(Exercise material):
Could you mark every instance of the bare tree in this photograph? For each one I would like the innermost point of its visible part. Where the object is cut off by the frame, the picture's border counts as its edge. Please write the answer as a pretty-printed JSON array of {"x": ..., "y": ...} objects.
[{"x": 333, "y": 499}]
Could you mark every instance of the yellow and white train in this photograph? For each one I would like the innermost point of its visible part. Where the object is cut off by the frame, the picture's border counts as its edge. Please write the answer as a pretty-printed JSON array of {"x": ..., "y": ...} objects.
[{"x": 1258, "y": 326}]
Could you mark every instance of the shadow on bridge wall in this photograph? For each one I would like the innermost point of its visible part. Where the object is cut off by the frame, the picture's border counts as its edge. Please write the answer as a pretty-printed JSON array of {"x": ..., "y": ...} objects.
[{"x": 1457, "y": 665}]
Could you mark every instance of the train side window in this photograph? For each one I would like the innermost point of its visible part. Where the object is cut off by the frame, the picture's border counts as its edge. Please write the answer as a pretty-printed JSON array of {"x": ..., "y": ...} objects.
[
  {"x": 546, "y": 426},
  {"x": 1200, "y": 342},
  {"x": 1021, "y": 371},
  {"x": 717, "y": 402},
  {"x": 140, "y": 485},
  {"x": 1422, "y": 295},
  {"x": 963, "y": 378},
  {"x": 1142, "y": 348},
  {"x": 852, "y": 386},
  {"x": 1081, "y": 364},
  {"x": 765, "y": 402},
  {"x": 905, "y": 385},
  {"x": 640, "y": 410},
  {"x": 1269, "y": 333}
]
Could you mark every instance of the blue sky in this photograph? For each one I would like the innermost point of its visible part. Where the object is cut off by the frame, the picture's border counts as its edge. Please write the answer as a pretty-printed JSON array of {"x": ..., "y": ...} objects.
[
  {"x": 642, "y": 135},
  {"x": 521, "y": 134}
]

(Directions): Each line from the one containing "Could you mark every instance of the yellow" to the end of the listing above should be copied exactly, and nothing else.

(The completed task):
Could you mark every instance of the yellow and white train in this photograph? For each one I would like the innermost point of its visible part. Where the object is cut off by the frame, the picture's border counts as its edge. Please write the answer as a pretty-printed JSON array of {"x": ..., "y": ...} objects.
[{"x": 1258, "y": 326}]
Could you mark every instance of the shadow on bridge wall in this photograph? For each one I would like the innermost point of its visible part. Where the object is cut off by the frame, the picture's border counts as its edge. Please write the answer as a pretty-printed JSON array of {"x": ..., "y": ...} objects.
[{"x": 1457, "y": 665}]
Could you mark every instance of the train side window in this photograph? For each one I would like the innermost point of its visible part. Where the object is cut off by the frame, the picture's border counts as its edge. Please write the answer as a pretty-printed JSON array of {"x": ..., "y": ...} objects.
[
  {"x": 546, "y": 426},
  {"x": 1200, "y": 342},
  {"x": 1021, "y": 371},
  {"x": 717, "y": 402},
  {"x": 140, "y": 485},
  {"x": 1422, "y": 295},
  {"x": 963, "y": 378},
  {"x": 1142, "y": 348},
  {"x": 852, "y": 386},
  {"x": 1081, "y": 364},
  {"x": 765, "y": 402},
  {"x": 905, "y": 385},
  {"x": 640, "y": 410},
  {"x": 1269, "y": 333}
]
Could you mark every instance of the blue sky in this photograph? For each one I would like the innermost point of its visible part. Where the object is cut off by the frame, the picture's border counts as its edge. Please write the answer as a pretty-printed JSON array of {"x": ..., "y": ...} objects.
[
  {"x": 642, "y": 135},
  {"x": 521, "y": 134}
]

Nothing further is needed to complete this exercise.